Task details:
In the entries that follow, which lines hold the string "hoof"? List them.

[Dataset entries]
· · · · ·
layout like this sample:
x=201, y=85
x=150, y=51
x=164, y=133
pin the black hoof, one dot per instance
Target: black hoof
· · · · ·
Output below:
pin the black hoof, one dot per instance
Target: black hoof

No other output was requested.